● **Task statement**
State how many lines of the records include the word "keypoint"; the reply is that number alone.

── Material supplied

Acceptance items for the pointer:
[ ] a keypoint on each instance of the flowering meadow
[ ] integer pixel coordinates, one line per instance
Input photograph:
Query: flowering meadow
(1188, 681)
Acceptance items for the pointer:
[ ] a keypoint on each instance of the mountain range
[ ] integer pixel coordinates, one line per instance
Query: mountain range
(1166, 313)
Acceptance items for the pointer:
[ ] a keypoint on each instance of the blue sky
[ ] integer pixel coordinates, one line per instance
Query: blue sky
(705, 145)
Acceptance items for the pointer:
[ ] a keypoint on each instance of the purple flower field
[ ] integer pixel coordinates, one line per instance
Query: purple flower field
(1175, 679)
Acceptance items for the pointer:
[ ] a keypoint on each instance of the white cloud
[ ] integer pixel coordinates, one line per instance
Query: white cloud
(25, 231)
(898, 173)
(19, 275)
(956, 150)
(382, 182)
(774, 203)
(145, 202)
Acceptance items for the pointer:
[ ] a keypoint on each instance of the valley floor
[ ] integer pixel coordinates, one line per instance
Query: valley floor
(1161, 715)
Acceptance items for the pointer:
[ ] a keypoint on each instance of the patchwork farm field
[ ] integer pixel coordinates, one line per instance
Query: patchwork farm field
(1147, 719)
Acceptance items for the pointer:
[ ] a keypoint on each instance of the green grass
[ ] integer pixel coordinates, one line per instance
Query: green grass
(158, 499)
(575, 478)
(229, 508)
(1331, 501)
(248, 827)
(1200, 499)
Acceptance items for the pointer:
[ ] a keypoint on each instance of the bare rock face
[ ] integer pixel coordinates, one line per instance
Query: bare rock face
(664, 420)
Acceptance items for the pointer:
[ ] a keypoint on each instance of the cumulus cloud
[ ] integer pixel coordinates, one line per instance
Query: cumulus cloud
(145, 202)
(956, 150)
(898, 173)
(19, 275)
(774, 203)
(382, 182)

────

● **Your solution**
10